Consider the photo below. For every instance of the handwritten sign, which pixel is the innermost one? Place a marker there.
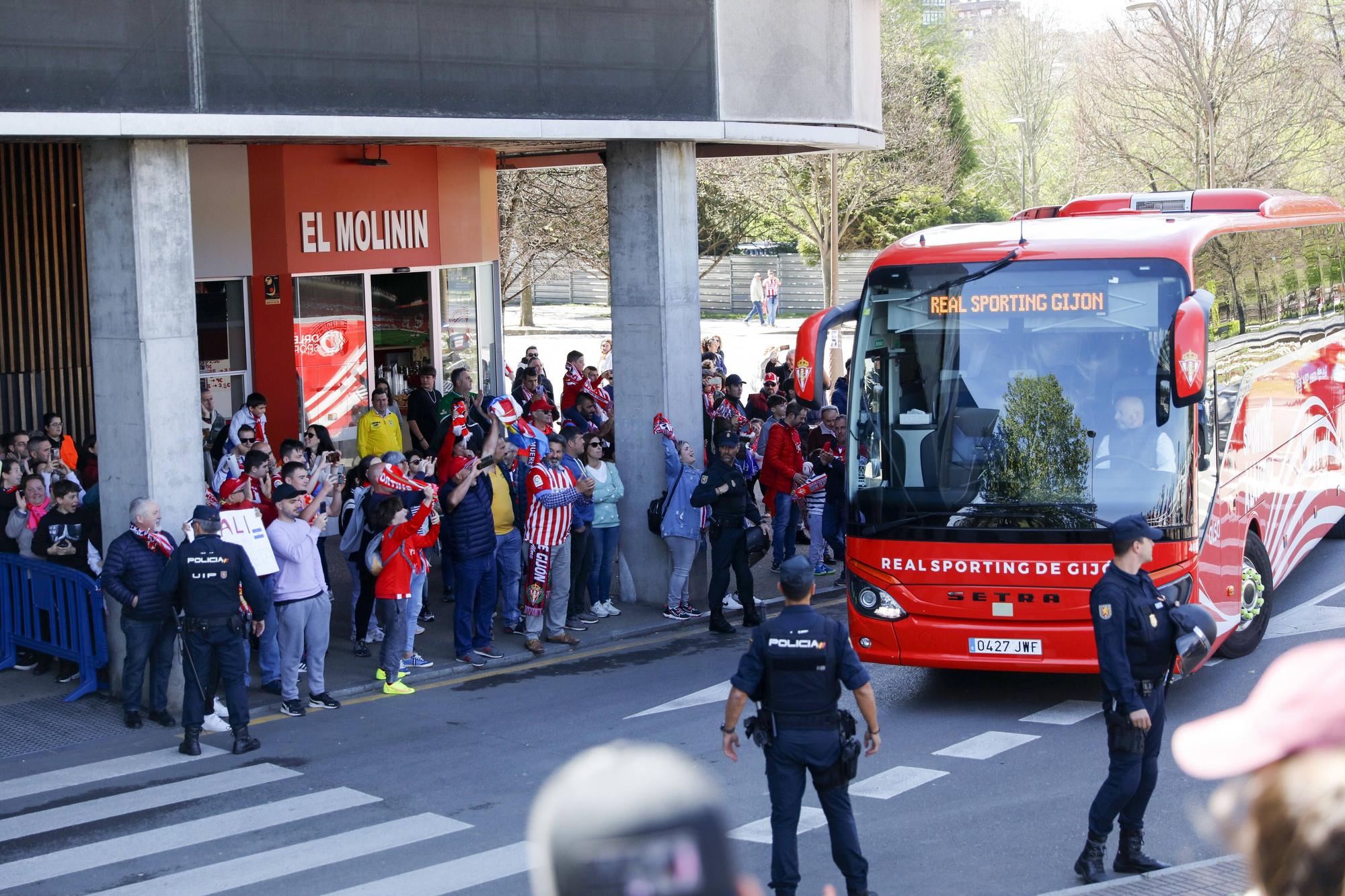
(244, 528)
(1020, 302)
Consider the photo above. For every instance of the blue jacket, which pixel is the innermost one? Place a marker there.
(681, 518)
(470, 526)
(131, 571)
(584, 506)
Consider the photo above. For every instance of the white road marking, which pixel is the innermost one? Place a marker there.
(99, 771)
(453, 876)
(178, 791)
(759, 831)
(1067, 712)
(712, 694)
(987, 745)
(240, 822)
(895, 780)
(290, 860)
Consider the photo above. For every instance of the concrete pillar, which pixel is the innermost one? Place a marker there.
(143, 313)
(657, 333)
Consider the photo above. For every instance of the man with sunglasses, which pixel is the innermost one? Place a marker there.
(232, 464)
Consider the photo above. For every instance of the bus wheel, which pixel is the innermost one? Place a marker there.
(1256, 604)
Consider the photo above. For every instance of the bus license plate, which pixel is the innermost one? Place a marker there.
(1016, 646)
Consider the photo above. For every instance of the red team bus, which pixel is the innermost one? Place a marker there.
(1019, 385)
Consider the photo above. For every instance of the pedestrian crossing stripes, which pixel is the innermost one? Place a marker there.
(92, 772)
(138, 801)
(290, 860)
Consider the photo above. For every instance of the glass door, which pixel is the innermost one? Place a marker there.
(332, 349)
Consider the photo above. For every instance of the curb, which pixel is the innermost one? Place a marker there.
(521, 661)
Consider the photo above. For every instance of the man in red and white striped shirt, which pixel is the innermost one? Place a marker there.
(552, 493)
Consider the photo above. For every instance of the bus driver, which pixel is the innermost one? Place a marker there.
(1133, 442)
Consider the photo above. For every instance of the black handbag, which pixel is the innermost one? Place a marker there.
(660, 507)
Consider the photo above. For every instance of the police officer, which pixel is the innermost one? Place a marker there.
(724, 489)
(797, 665)
(204, 579)
(1135, 635)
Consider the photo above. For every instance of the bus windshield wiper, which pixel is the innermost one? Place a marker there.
(1000, 266)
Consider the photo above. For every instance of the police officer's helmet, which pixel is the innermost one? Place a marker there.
(630, 818)
(1195, 633)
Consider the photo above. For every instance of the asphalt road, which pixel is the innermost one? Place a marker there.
(431, 792)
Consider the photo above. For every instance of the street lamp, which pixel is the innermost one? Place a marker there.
(1160, 13)
(1023, 157)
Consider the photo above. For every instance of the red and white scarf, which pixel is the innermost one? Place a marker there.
(155, 541)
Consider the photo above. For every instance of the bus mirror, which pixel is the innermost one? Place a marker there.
(810, 356)
(1191, 342)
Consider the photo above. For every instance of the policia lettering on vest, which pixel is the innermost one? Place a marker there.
(1136, 653)
(796, 667)
(206, 579)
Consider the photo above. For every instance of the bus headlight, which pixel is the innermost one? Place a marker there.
(875, 602)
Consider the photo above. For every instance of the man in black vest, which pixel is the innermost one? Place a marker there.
(796, 666)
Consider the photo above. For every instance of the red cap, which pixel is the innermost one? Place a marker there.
(1295, 706)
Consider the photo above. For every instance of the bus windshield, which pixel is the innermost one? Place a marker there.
(1020, 397)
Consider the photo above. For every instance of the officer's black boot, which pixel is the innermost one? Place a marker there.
(1130, 856)
(1090, 862)
(190, 744)
(244, 743)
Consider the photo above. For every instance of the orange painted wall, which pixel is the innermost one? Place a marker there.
(455, 185)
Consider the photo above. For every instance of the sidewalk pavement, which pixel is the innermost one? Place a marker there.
(1223, 876)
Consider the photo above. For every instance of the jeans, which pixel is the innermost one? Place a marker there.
(787, 759)
(509, 569)
(680, 583)
(392, 616)
(833, 521)
(205, 654)
(149, 641)
(1130, 778)
(420, 581)
(558, 598)
(605, 555)
(785, 521)
(474, 585)
(303, 623)
(582, 564)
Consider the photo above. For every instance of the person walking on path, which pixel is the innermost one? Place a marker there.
(303, 604)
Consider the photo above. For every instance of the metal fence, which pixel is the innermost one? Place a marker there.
(728, 287)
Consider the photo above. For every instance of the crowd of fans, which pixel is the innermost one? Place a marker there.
(514, 497)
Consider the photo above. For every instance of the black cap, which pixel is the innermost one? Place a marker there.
(797, 576)
(1135, 526)
(206, 513)
(284, 491)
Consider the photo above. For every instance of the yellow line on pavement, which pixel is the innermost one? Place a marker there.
(615, 647)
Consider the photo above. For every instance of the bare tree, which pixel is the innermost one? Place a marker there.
(1144, 110)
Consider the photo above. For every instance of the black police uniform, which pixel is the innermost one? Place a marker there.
(1135, 638)
(728, 537)
(204, 579)
(797, 665)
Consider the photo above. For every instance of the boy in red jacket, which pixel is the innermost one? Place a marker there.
(782, 473)
(401, 552)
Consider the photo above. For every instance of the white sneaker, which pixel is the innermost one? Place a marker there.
(215, 723)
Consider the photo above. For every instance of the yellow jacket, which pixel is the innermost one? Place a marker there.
(377, 435)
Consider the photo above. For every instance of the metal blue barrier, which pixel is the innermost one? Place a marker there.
(54, 611)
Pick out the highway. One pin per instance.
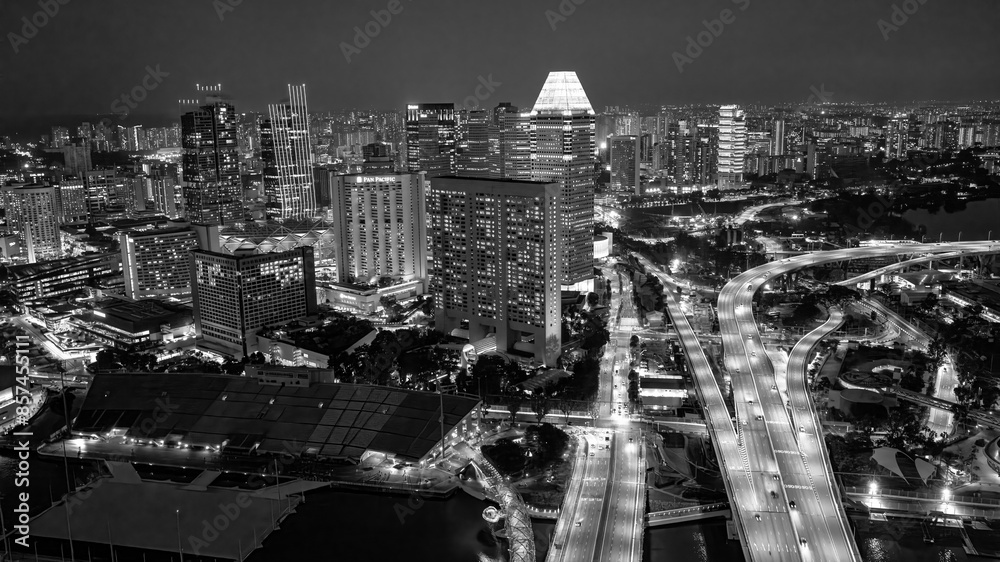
(817, 518)
(772, 537)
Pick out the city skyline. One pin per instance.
(750, 64)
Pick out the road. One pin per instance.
(772, 537)
(606, 495)
(816, 517)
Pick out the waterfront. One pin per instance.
(974, 221)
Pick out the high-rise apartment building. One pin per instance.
(430, 138)
(510, 143)
(732, 146)
(625, 164)
(497, 262)
(72, 200)
(286, 152)
(32, 214)
(213, 193)
(380, 225)
(235, 295)
(473, 158)
(157, 263)
(778, 138)
(563, 151)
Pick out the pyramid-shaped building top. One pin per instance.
(562, 92)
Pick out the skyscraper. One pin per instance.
(32, 213)
(563, 151)
(157, 263)
(473, 159)
(286, 152)
(510, 143)
(496, 262)
(732, 145)
(213, 192)
(430, 139)
(625, 163)
(236, 295)
(381, 226)
(778, 138)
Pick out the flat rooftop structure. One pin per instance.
(155, 516)
(336, 421)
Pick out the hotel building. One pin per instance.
(496, 250)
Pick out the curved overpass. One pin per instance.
(817, 517)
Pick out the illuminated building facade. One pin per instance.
(236, 295)
(732, 145)
(430, 139)
(496, 262)
(287, 156)
(563, 151)
(381, 227)
(32, 214)
(213, 193)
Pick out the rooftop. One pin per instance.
(562, 92)
(325, 419)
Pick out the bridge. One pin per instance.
(684, 514)
(517, 521)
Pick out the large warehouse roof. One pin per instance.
(330, 420)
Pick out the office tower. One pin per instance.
(377, 159)
(778, 137)
(562, 151)
(213, 193)
(60, 137)
(76, 158)
(510, 143)
(72, 201)
(32, 213)
(235, 295)
(497, 262)
(286, 152)
(380, 226)
(473, 158)
(167, 197)
(732, 145)
(102, 190)
(430, 138)
(625, 164)
(157, 264)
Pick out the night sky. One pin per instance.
(91, 52)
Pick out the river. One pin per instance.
(974, 221)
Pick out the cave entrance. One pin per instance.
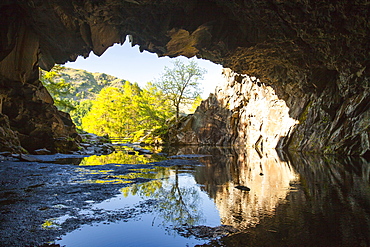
(97, 83)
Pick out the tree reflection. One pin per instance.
(178, 203)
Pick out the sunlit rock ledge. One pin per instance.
(242, 112)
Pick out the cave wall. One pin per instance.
(313, 54)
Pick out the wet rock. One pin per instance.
(205, 232)
(42, 151)
(314, 55)
(241, 187)
(25, 157)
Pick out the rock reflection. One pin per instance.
(267, 176)
(329, 205)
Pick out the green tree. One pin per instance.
(57, 88)
(181, 83)
(127, 111)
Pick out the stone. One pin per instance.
(312, 56)
(42, 151)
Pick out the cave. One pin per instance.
(313, 54)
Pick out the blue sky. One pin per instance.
(128, 63)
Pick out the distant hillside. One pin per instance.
(85, 85)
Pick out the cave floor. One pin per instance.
(197, 197)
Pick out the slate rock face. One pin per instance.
(242, 112)
(313, 54)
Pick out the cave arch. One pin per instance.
(314, 55)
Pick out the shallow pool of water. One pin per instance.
(204, 196)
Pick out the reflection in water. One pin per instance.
(268, 178)
(328, 205)
(309, 201)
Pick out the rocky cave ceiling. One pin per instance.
(262, 38)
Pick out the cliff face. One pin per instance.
(312, 54)
(242, 112)
(246, 112)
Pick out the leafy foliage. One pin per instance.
(180, 84)
(127, 110)
(58, 89)
(74, 90)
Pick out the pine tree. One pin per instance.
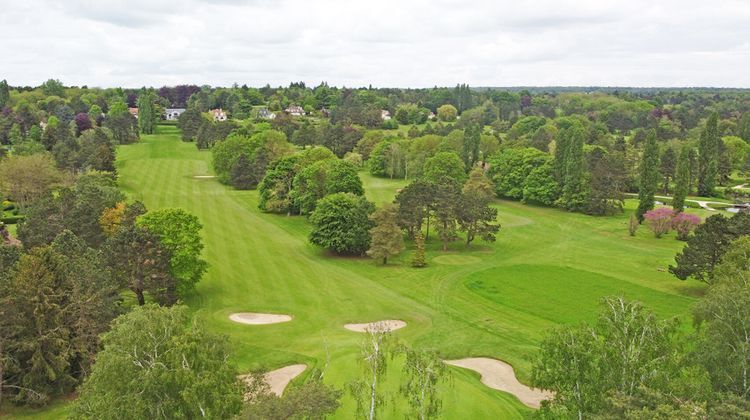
(649, 176)
(387, 238)
(418, 260)
(708, 157)
(682, 180)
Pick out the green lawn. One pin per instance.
(547, 267)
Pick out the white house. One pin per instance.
(218, 114)
(295, 111)
(173, 113)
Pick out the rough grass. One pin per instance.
(547, 267)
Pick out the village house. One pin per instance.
(171, 114)
(218, 114)
(265, 114)
(295, 111)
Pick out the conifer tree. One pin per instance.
(682, 180)
(418, 260)
(708, 157)
(649, 176)
(386, 237)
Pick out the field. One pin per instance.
(547, 267)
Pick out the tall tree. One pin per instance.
(158, 364)
(649, 176)
(682, 180)
(708, 157)
(387, 239)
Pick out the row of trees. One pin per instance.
(632, 365)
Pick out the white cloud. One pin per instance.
(387, 43)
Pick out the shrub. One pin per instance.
(684, 224)
(659, 220)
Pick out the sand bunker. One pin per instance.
(278, 379)
(386, 324)
(456, 259)
(500, 375)
(253, 318)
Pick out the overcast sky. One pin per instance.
(400, 43)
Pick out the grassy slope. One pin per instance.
(546, 267)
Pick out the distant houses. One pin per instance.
(295, 111)
(171, 114)
(218, 114)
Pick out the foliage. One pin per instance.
(341, 223)
(180, 234)
(386, 237)
(157, 364)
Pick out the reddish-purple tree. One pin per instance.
(659, 220)
(83, 123)
(684, 223)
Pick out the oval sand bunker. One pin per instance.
(278, 379)
(500, 375)
(252, 318)
(388, 324)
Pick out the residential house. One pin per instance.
(218, 114)
(295, 111)
(171, 114)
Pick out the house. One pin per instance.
(295, 111)
(218, 114)
(265, 114)
(173, 113)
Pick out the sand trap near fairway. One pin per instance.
(278, 379)
(386, 324)
(500, 375)
(253, 318)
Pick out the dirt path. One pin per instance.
(253, 318)
(386, 324)
(499, 375)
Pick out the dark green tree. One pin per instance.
(649, 176)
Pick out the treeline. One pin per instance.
(632, 365)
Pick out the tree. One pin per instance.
(444, 164)
(667, 167)
(447, 113)
(157, 364)
(682, 180)
(706, 247)
(374, 360)
(649, 176)
(27, 178)
(418, 260)
(708, 157)
(476, 217)
(147, 115)
(424, 371)
(180, 233)
(341, 223)
(387, 238)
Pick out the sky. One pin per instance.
(384, 43)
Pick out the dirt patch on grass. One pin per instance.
(386, 324)
(456, 259)
(499, 375)
(253, 318)
(278, 379)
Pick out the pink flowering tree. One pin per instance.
(684, 223)
(659, 220)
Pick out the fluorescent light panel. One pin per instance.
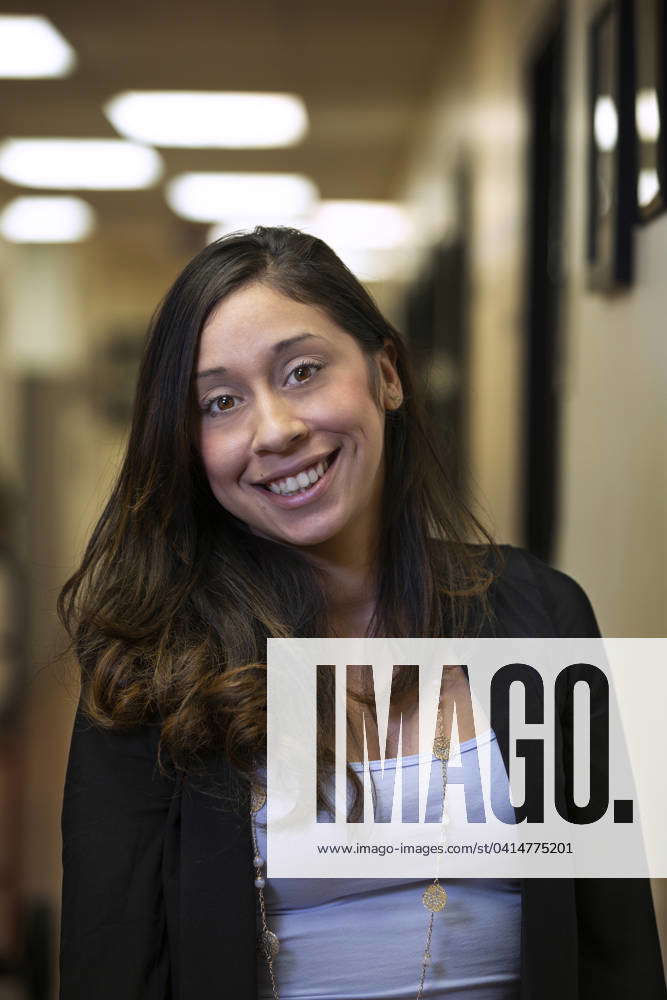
(87, 164)
(209, 119)
(43, 219)
(361, 224)
(31, 47)
(209, 197)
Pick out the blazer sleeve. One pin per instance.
(619, 950)
(113, 938)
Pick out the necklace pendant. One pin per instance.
(257, 798)
(270, 943)
(434, 898)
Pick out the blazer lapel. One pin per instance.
(217, 921)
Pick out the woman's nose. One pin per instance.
(277, 423)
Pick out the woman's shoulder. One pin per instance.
(529, 597)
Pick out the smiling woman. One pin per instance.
(308, 427)
(281, 480)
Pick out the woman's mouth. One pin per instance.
(293, 491)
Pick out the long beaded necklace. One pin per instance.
(434, 897)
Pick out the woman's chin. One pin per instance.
(301, 537)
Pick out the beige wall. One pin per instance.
(613, 525)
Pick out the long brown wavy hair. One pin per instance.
(170, 609)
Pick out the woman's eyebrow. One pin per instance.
(274, 349)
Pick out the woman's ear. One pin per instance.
(392, 390)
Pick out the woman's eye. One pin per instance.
(305, 368)
(209, 406)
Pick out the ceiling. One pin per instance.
(364, 68)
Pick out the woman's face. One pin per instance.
(290, 436)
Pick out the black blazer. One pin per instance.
(158, 900)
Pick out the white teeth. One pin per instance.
(301, 481)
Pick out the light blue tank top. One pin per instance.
(363, 939)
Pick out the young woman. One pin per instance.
(281, 480)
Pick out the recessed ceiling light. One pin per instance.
(30, 46)
(209, 197)
(44, 219)
(361, 224)
(209, 119)
(87, 164)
::::
▶ **WORK INSTRUCTIONS**
Your copy must start at the line that holds "Pick out the sand trap" and end at the last line of the data, both included; it must contain no pictures.

▶ **WRITTEN REPLY**
Pick out the sand trap near fairway. One pin per instance.
(278, 379)
(386, 324)
(500, 375)
(253, 318)
Pick out the dirt path. One pin per instance.
(253, 318)
(386, 324)
(499, 375)
Pick out the dark green tree. One pin per instance.
(649, 176)
Pick out the treeline. One pin per instance.
(632, 365)
Pick out the tree. One pin per instance.
(444, 164)
(667, 167)
(447, 113)
(157, 364)
(682, 180)
(706, 247)
(374, 360)
(649, 176)
(27, 178)
(418, 260)
(708, 157)
(476, 217)
(147, 115)
(424, 371)
(180, 233)
(341, 223)
(387, 238)
Pick out the sky. One pin per instance.
(384, 43)
Pick out the dirt patch on grass. One pin per instance.
(386, 324)
(456, 259)
(499, 375)
(253, 318)
(278, 379)
Pick out the pink flowering tree. One pin per instance.
(684, 223)
(659, 220)
Pick out the fluorescent light panel. One pin per instance.
(87, 164)
(209, 119)
(43, 219)
(361, 224)
(31, 47)
(209, 197)
Pick out the blazer sleeve. One pin per instance.
(619, 950)
(113, 938)
Pick out the necklace pendant. One pin per instance.
(257, 798)
(270, 943)
(434, 898)
Pick out the blazer lapel. One pin per instance.
(217, 921)
Pick out the woman's nose. One pin per instance.
(277, 423)
Pick out the woman's shoulder. One pin per instance.
(529, 597)
Pick out the smiling woman. One pin per instance.
(308, 427)
(281, 480)
Pick out the woman's mouth. One pin per instance.
(293, 491)
Pick out the long beaded necklace. One pin per instance.
(434, 897)
Pick out the woman's chin. One pin per instance.
(301, 537)
Pick out the beige wall. One pin per instance.
(613, 525)
Pick out the long brown wavy hair. One pin per instance.
(170, 609)
Pick out the woman's eyebrow. One pin per instance.
(274, 349)
Pick out the woman's ear. One pin per instance.
(392, 390)
Pick out the woman's eye. One pin per instance.
(305, 368)
(209, 406)
Pick out the ceiling. One pin per instance.
(364, 68)
Pick out the woman's face. One pin per instance.
(290, 436)
Pick out the black blazer. One pin per instance.
(158, 900)
Pick out the white teeth. One pin per instance.
(301, 481)
Pick out the light blue tank top. One pin per instance.
(363, 939)
Pick out the young woman. One pin per instance.
(281, 480)
Pick out the recessed ceiling light. One pin per instance.
(30, 46)
(209, 197)
(44, 219)
(361, 224)
(209, 119)
(87, 164)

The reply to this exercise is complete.